§ TASK STATEMENT
Set down exactly the lines below, starting at the one that contains "tall wooden post, recorded as pixel coordinates." and ending at the one that contains "Phrase: weathered wooden post", with both of those lines included and nothing else.

Stored data entries
BEGIN

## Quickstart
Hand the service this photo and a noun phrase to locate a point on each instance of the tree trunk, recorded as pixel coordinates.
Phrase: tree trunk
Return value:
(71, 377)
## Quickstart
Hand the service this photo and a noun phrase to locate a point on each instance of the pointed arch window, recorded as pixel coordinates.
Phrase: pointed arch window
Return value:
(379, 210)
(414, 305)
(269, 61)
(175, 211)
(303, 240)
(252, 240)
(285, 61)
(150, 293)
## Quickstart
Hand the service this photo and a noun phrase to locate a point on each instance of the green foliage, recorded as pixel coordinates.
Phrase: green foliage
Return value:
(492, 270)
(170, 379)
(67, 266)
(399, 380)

END
BEGIN

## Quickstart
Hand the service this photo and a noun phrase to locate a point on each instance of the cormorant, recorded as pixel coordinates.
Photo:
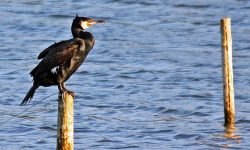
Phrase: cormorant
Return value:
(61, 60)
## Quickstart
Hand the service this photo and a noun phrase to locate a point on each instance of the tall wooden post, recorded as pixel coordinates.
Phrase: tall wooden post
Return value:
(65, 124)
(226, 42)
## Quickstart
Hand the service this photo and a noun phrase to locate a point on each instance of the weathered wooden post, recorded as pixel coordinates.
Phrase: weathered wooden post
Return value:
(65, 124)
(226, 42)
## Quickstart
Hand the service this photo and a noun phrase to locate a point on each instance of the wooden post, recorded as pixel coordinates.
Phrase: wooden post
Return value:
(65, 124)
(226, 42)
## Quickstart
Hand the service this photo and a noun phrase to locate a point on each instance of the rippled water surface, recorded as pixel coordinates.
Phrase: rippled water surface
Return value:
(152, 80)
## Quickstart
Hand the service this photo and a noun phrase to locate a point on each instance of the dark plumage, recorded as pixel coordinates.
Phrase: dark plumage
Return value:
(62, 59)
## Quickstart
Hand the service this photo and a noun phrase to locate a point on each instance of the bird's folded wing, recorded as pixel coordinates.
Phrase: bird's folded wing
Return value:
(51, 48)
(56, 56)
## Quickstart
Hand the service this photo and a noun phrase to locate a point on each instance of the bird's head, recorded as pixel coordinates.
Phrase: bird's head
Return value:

END
BEGIN

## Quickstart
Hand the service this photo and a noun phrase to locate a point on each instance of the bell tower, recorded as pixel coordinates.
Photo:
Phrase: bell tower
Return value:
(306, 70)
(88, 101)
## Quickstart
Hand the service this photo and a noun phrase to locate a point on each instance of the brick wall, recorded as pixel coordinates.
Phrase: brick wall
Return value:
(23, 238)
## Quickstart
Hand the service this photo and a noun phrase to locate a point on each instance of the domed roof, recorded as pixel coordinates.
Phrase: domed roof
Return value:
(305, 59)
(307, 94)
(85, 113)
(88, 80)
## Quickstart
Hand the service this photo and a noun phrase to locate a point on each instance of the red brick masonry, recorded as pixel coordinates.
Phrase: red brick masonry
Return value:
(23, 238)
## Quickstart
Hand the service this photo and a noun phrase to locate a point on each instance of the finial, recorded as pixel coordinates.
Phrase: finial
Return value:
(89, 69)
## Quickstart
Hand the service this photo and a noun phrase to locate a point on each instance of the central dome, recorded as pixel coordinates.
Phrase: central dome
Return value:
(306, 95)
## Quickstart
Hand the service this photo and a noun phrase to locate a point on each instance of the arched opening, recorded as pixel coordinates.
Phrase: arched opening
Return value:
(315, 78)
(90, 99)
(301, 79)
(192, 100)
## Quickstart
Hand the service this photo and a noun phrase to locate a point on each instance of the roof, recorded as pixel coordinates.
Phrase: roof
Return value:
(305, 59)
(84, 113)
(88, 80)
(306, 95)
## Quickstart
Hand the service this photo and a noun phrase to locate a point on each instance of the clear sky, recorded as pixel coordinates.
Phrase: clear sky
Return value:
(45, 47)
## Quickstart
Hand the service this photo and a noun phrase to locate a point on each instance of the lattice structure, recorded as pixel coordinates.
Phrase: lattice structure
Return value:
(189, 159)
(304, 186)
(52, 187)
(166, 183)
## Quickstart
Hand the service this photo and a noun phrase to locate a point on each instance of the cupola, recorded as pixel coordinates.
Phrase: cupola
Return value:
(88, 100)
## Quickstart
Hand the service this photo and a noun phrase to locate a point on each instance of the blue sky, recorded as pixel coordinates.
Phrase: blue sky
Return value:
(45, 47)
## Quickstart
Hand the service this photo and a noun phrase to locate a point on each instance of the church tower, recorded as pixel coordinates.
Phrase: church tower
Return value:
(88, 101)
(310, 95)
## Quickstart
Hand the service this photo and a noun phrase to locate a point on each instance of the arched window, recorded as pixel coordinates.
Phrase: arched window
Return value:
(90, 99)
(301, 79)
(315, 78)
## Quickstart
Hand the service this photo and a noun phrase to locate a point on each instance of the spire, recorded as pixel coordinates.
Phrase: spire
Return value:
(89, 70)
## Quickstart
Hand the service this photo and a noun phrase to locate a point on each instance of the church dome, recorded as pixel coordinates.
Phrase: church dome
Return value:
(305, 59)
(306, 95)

END

§ EXERCISE OUTPUT
Hand the service this photo and a noun phrase to locate a point on each instance of the tall wooden post, recorded as pixel coordinates.
Phrase: tall wooden post
Return value:
(65, 124)
(226, 42)
## Quickstart
Hand the service this photo and a noun phrase to locate a point on each instance of the weathered wooden post, recorded as pixel coordinates.
Phrase: weathered wooden post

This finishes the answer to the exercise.